[Begin Dataset records]

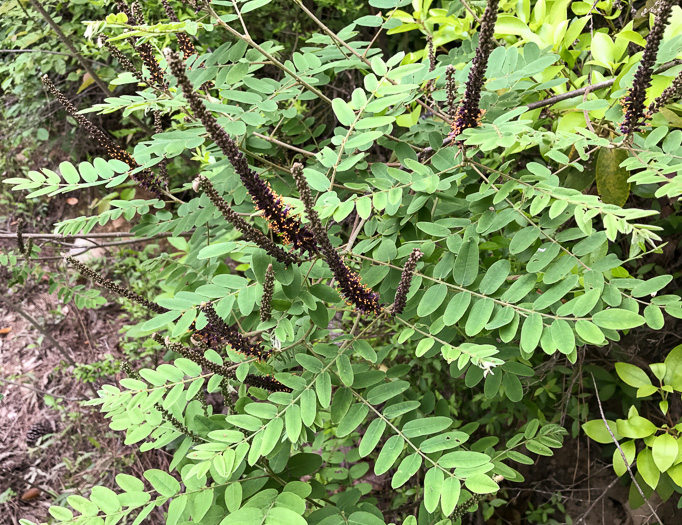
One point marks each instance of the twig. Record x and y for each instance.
(91, 235)
(364, 59)
(592, 87)
(589, 509)
(284, 145)
(263, 52)
(81, 60)
(627, 465)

[End Dataset records]

§ **Task requirements**:
Render the lines above as a numbered list with no blank lines, and leave the picture out.

§ **Solution to the problem**:
1. One point marks each instance of the twig. Record x and y for each instance.
2. (91, 235)
3. (364, 59)
4. (592, 87)
5. (589, 509)
6. (284, 145)
7. (263, 52)
8. (81, 60)
9. (627, 465)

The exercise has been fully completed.